<<<

NO PRINCÍPIO ERA O CAVALO

No princípio era o cavalo. Mais tarde e contra sua vontade, foi o cavalo dominado pelo homem e, mais tarde ainda, o homem substituiu o cavalo pelo automóvel. Porque teria o homem feito essa substituição? Há várias opiniões. A mais corrente sustenta que o cavalo não tinha capota e que, por Isso mesmo, se tomava incómodo viajar no Inverno. Outros afirmam que o cavalo é um animal pouco funcional e mal desenhado (apesar de Machado de Castro...) que obriga os passageiros a viajar atrás uns dos outros e não lado a lado. Qualquer destas teorias é aceitável. O leitor que escolha.

É claro que, se é verdade que no princípio era o cavalo, é igualmente verdade que no princípio era a mula e o burro. O burro era o cavalo dos pobres e a mula o jipe dos sol­dados. Isto não é de estranhar já que, actual­mente, a lambreta é o automóvel dos pobres e a bicicleta a lambreta dos pobríssimos.


VELOCÍPEDE NOCTURNO


égua de finos quadris
minha bicicleta é pássaro rolante
e leva seus cascos como duas asas
voa de rastos como um som distante

metade alfaia e metade lua
é quando montando nela soltas os cabelos
e vais como Godiva despida noite fora
esperar-me sem medo ao fim da rua

                                              j. a. - 4/12/1984


CAVALOS EM BICICLETAS

ou o modo de resolver o problema dos transportes

Os satélites artificiais e a discussão das suas possibilidades e consequências enchem muitas dezenas e dezenas de livros, muitos milhares e milhares de páginas. Imaginamos nós que a maior parte dessa literatura passará como ridícula aos olhos idos nossos netos? Para que o leitor possa ter uma ideia aproximada do que pensarão sobre o assunto os homens do século XXI, aqui transcrevemos o que o Senhor Jacques Soldaneile escreveu em 1880 sobre a bicicleta. Que preocupações eram as dele? Que preocupações são as nossas?

•••

# EXERCÍCIO PROPOSTO
Responda com base no excerto sobre o cavalo e a bicicleta:
1. Que animal era, segundo o excerto, o cavalo dos pobres?
2. No poema "Velocípede nocturno", que nome recebe a bicicleta no segundo verso?
3. Em que ano escreveu o Senhor Jacques Soldaneile sobre a bicicleta?

•••

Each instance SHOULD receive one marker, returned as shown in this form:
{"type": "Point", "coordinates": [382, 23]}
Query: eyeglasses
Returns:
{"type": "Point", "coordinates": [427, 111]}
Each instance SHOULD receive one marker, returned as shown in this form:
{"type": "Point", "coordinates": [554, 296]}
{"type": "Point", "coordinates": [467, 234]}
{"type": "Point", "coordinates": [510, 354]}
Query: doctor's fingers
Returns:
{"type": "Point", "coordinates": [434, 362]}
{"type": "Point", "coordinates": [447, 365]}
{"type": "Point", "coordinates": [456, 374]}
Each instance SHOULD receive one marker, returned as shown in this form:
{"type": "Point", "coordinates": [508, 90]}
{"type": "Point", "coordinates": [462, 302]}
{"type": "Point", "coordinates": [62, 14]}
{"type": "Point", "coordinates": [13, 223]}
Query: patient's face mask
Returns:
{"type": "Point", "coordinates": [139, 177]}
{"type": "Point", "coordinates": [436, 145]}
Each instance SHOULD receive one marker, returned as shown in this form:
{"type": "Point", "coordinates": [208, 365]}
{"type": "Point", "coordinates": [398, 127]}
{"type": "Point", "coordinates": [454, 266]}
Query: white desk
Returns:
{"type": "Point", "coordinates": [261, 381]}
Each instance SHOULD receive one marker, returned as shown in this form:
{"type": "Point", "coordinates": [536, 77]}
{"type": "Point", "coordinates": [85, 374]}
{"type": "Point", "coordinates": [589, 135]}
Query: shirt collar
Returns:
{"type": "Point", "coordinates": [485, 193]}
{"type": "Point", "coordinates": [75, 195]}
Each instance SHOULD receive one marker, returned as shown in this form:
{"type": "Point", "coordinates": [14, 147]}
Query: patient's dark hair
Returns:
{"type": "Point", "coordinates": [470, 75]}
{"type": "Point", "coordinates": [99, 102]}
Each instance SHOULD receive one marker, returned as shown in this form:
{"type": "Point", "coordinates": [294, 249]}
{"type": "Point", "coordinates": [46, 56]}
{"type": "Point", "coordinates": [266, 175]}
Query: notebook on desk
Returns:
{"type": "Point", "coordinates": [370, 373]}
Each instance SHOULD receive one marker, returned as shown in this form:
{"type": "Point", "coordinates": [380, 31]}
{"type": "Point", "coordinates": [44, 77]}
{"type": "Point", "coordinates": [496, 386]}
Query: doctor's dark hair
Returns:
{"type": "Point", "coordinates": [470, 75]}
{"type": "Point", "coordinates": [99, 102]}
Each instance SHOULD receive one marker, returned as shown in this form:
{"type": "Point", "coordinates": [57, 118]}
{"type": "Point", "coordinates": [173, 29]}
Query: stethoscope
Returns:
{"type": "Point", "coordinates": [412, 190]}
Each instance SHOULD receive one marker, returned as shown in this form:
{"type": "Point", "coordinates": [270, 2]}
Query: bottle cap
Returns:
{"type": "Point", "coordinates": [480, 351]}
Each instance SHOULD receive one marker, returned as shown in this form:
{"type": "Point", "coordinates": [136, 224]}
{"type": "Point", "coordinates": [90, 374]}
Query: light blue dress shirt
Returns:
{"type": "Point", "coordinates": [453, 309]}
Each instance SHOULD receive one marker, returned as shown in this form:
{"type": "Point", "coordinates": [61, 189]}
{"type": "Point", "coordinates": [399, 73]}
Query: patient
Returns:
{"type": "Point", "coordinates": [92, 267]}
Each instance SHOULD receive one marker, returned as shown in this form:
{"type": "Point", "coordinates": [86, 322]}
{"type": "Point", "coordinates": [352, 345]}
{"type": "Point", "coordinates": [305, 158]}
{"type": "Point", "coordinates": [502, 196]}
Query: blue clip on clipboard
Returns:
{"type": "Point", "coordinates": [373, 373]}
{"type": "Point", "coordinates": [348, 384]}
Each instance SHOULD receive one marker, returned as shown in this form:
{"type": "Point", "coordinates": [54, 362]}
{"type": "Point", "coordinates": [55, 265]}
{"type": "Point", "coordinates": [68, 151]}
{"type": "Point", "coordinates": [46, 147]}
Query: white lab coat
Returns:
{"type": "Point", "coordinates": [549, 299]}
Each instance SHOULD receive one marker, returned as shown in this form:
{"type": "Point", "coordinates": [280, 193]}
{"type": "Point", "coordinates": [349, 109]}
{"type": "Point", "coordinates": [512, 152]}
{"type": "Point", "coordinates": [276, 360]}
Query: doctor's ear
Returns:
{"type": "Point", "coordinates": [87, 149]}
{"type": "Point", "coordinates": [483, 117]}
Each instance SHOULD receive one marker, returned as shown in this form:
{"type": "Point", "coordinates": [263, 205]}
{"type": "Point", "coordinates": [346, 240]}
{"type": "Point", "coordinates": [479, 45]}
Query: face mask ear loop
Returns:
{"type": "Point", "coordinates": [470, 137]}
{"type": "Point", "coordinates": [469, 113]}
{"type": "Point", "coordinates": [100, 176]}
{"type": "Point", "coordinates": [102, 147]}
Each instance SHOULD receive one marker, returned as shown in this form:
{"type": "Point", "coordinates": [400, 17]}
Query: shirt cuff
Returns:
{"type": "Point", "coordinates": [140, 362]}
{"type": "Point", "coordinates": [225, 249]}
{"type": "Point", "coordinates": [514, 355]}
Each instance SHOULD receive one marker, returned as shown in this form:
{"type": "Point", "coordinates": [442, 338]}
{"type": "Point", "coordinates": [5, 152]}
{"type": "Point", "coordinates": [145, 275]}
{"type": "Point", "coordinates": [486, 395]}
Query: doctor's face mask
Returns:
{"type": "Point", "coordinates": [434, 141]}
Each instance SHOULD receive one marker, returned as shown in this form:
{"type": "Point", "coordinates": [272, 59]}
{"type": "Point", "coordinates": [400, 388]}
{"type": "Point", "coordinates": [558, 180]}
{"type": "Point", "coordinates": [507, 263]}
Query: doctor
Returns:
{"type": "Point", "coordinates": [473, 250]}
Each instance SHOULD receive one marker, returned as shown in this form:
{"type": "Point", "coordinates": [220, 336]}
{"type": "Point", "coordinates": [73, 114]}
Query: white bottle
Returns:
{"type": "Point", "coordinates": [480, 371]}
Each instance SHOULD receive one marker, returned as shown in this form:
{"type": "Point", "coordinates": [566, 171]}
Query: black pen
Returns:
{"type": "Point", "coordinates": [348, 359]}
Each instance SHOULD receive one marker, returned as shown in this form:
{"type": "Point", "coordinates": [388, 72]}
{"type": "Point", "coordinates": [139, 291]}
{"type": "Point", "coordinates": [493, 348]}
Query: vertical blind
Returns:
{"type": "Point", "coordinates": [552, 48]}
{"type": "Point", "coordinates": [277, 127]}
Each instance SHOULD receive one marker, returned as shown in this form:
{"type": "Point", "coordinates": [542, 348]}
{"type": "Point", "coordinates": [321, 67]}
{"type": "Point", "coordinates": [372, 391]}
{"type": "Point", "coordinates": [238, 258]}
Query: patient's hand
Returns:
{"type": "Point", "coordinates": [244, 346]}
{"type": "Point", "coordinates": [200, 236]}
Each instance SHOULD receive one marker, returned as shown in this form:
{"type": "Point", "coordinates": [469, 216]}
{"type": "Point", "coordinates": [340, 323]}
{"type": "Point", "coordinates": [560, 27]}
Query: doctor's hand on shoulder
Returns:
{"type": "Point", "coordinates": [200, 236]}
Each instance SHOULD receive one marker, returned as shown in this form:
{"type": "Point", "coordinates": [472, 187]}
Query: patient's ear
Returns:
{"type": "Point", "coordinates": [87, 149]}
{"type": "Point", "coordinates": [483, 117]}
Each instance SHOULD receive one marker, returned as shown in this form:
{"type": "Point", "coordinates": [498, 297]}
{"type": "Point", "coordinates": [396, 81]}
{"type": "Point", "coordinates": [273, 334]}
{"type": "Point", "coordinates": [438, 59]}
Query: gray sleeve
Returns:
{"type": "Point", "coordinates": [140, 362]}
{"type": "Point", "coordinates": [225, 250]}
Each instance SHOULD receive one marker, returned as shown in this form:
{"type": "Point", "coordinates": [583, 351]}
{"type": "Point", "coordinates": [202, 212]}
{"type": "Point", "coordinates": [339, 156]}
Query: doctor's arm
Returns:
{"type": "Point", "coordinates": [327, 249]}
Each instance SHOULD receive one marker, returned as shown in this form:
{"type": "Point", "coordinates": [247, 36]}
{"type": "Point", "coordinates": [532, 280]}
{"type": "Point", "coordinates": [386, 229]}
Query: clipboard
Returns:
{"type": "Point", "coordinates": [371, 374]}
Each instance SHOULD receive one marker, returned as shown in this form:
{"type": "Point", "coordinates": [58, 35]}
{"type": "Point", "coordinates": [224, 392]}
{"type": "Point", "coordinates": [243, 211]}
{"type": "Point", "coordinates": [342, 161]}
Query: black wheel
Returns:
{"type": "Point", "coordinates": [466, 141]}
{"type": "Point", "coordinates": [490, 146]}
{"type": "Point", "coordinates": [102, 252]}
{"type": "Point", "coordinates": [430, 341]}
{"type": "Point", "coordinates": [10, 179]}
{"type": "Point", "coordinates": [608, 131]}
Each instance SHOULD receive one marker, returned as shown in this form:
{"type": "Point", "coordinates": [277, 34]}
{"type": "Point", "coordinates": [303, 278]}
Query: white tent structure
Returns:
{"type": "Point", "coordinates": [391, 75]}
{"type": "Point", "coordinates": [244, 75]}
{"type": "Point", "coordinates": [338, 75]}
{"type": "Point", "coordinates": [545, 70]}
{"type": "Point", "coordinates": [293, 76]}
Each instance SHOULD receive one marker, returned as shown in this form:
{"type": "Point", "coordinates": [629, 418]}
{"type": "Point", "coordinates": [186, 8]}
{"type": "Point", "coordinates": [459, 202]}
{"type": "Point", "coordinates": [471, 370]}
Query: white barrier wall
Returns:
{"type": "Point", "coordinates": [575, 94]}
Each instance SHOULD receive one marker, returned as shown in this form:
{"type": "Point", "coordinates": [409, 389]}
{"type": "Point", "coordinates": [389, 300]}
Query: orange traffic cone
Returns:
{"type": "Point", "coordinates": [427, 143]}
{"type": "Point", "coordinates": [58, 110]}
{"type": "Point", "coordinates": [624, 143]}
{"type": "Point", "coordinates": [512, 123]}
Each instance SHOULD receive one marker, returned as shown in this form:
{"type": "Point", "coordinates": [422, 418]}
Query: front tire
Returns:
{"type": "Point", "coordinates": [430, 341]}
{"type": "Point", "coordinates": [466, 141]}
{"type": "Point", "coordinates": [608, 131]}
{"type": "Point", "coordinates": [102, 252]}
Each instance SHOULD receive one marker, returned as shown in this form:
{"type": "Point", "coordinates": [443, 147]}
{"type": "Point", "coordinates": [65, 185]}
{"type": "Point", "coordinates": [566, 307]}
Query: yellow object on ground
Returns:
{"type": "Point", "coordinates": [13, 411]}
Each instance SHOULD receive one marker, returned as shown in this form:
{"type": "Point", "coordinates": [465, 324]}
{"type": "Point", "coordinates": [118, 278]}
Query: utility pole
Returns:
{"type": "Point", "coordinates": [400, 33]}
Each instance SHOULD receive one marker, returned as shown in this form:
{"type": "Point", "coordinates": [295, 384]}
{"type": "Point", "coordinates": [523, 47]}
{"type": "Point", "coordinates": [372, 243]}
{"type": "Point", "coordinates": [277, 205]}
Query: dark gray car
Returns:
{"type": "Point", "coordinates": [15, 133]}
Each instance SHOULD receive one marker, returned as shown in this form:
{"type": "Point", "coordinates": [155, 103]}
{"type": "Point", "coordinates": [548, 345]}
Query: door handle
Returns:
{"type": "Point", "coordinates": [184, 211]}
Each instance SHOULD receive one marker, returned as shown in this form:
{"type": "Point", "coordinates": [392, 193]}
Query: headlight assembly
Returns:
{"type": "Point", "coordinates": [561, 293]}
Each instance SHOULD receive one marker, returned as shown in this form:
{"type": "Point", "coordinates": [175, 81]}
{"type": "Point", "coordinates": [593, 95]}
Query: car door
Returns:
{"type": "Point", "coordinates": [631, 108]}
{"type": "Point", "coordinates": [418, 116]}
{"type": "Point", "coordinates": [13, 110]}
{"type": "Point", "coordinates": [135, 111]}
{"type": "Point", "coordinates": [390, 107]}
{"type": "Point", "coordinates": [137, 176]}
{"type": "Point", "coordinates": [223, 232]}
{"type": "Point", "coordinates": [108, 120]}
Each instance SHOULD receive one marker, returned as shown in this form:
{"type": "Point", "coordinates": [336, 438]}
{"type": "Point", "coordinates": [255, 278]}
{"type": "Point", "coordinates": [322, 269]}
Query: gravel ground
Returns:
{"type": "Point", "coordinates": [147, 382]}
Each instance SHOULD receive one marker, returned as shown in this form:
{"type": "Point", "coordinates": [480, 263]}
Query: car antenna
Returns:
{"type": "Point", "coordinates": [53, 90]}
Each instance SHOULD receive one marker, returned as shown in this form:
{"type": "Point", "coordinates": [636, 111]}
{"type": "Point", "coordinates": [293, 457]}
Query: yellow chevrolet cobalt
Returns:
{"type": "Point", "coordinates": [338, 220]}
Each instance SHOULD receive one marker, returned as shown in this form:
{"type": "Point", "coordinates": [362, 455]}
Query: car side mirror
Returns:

•••

# RESPOSTA À TAREFA
1. O burro.
2. Pássaro rolante.
3. Em 1880.